## EXERCISE DIRECTIONS
Retype, word for word, only the lines from the one with "Note: for each instance of the dark" through the last line of the data below.

* * *

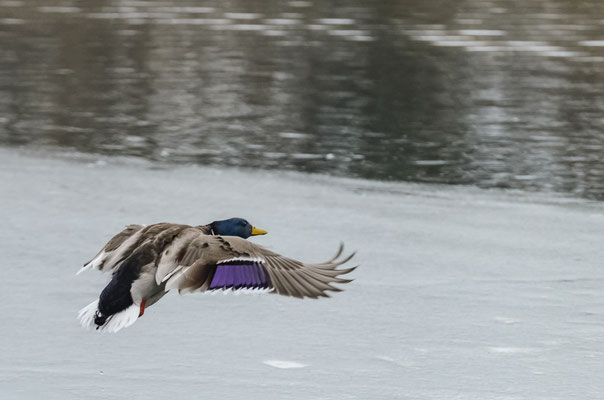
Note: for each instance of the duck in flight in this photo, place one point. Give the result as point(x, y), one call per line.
point(148, 261)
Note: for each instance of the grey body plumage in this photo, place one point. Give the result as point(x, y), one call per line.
point(147, 262)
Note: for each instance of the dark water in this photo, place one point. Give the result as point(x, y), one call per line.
point(490, 93)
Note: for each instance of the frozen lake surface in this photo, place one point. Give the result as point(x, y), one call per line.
point(462, 293)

* * *

## REPLY TO THE EXERCISE
Note: for each instance of the dark water in this photo, place one point. Give the result as point(x, y), one call per line.
point(490, 93)
Note: for each instance of the frozen lake surface in this photo, place one point. Give the result as point(x, y), one call per line.
point(462, 293)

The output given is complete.